## Görevler ve Alıştırmalar
1. Verilen metinde modern müslümanların İslâm-dışı kültürlere karşı durumunu nitelemek için kullanılan sözcüklerin tümünü sıralayın.
2. Verilen metni iki cümleyle özetleyin.

## Verilen Metin

────────────────────

13 Mart 2023 Pazartesi

İslâm ve Kültür

 

“Ne zaman onlara: ‘Allah’ın indirdiklerine uyun’ denilse, onlar: ‘Hayır, biz, atalarımızı üzerinde bulduğumuz şeye (geleneğe) uyarız’ derler. (Peki) ya atalarının aklı bir şeye ermez ve doğru yolu da bulamamış idiyseler?” (Bakara 170).

 

Kültür: “Toplumların kendilerine özgü olan ve gelecek nesillere aktardıkları maddî veyâ mânevî her-şey. Bir toplumun duyuş ve düşünüş birliğini oluşturan, gelenek durumundaki her türlü yaşayış, düşünce ve sanat varlıklarının topu” anlamındadır.

 

İslâm’ın-Kur’ân’ın bir kültür potansiyeli vardır ve bu potansiyel tüm zamanlar ve mekânlarda açığa çıkabilir. İslâm kültürü aynı-zamanda İslâm-merkezli olarak üretebilir de. Fakat şunu hemen  başta söyleyelim ki İslâm, salt bir kültürden ibâret değildir. Salt kültürel bir din değildir. Birileri İslâm’ı her ne kadar kültüre indirgemek isteseler de İslâm’ın yapısı buna izin vermez. İslâm’ın yüzü; dik duruşa, direnişe, mücâhede ve mücâdeleye, gerekirse her-şeyden vazgeçmeye, hicrete, devlete, cihada, şahâdete ve medeniyete dönüktür. En nihâyetinde de âhirete ve cennete dönüktür. İslâm’ı uzak-doğu dinleri gibi kültüre indirgemek kâfirliktir. İslâm kültürü zâten ancak o devlet ve medeniyet aşamasında ortaya çıkar-çıkmıştır.

 

Modern müslümanlar, müslümanlık iddiâlarına rağmen İslâm kültürünü beğenmiyorlar ve onun hakkında atıp-tutuyorlar. İslâm-dışı kültürlere ise âşık, meftûn ve râm olmuş durumdalar. Zâten İslâm kültürünü benimseyememelerinin nedeni budur. Fakat şu iyice bilinmelidir ki, kültürünü benimseyemediğiniz şeyin müntesibi de olamazsınız. Yâni hayat-tarzını beğenmeyip irrite edici bulup öfke duyduğunuz bir dînin müntesibi de değilsinizdir. Çünkü İslâm kuru-kuruya salt bir “inanç dîni” değildir. O, İslâm değil, Deizm’dir.

 

İslâm’ın kültürünü Kur’ân-merkezli olarak Peygamber oluşturmuştur. Sünnet, İslâm’ın hayat-tarzı ve kültürüdür. Bu kültür daha çok Hicret ile başlamıştır. Demek ki Hicret bir “kültür değişimi” uygulamasıdır.

 

Hz. Muhammed’den sonra peygamber gelmeyecek olmasının nedeni, vahyin ışığında numune bir kültür ve medeniyetin oluşmuş olmasıdır. Artık müslümanlara düşen şey, o kültür ve medeniyeti Kur’ân ve Sünnet-merkezli olarak izlemek ve yeniden diriltmektir.

────────────────────

## Verilen Bilgiler
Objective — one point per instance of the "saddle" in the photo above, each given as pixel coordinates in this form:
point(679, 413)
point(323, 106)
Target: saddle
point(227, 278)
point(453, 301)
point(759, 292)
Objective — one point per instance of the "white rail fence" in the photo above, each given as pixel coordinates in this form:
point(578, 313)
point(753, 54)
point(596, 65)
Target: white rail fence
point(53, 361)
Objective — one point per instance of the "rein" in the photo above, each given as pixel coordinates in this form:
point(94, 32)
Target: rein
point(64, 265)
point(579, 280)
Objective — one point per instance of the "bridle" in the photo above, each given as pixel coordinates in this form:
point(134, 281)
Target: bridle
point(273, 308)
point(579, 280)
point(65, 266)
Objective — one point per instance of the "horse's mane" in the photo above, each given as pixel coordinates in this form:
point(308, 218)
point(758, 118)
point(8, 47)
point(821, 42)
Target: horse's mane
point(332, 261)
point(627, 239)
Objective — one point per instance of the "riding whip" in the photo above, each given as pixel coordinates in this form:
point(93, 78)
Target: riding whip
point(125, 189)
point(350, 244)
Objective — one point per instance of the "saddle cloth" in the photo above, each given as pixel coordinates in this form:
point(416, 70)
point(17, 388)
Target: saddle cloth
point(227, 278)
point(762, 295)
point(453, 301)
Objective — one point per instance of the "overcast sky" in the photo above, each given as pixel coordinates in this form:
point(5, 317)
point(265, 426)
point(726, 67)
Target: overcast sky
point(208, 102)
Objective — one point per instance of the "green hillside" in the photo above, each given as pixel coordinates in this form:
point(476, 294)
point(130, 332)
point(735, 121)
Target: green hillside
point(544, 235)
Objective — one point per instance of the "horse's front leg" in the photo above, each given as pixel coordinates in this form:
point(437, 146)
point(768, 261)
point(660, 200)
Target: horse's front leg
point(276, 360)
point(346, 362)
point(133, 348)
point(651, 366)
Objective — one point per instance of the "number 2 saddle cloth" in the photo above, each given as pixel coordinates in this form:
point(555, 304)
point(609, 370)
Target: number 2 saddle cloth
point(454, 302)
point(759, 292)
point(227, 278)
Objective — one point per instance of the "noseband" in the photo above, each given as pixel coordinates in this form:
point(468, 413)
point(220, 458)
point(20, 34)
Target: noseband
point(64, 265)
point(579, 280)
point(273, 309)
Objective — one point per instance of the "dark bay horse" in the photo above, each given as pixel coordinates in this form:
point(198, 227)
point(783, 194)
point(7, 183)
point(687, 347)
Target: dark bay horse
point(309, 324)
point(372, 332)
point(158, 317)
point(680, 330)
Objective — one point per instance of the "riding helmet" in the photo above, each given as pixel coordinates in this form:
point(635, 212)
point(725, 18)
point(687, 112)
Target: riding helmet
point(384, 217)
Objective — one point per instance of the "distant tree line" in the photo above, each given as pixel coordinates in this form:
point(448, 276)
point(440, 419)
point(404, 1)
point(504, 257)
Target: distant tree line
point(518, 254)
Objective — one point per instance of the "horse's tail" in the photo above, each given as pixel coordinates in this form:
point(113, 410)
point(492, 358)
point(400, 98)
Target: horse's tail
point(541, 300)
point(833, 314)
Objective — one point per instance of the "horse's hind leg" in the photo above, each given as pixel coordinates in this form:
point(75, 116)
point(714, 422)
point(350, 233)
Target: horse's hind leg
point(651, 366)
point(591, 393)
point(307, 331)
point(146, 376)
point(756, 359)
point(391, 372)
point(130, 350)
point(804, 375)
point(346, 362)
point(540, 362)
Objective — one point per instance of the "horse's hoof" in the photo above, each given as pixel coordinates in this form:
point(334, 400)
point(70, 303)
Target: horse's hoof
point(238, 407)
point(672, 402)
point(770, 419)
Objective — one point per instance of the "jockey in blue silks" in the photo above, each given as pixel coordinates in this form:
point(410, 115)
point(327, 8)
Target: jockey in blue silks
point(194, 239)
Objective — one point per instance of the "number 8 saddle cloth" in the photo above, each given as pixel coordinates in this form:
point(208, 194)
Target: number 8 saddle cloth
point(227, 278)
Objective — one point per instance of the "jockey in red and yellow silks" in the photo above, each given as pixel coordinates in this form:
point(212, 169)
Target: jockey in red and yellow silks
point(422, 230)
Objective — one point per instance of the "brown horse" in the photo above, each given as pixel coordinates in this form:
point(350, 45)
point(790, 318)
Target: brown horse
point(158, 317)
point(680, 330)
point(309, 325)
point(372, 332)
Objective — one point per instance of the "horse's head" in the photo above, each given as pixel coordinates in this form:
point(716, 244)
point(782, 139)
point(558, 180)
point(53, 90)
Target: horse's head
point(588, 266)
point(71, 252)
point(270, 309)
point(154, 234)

────────────────────

## Sırasıyla Çözümler
1. âşık, meftûn, râm

2. Metin, kültürü toplumların kendilerine özgü olan ve gelecek nesillere aktardıkları maddî veya mânevî her şey olarak tanımlar; İslâm'ın bir kültür potansiyeli taşıdığını ancak salt bir kültürden ibaret olmadığını, İslâm kültürünü Kur'ân-merkezli olarak Peygamber'in oluşturduğunu ve Sünnet'in bu kültür olduğunu ileri sürer. Ayrıca kültürünü benimseyemediği bir dinin müntesibi olunamayacağını vurgular ve müslümanlara düşen görevin o kültür ve medeniyeti Kur'ân ve Sünnet-merkezli olarak izleyip yeniden diriltmek olduğunu belirtir.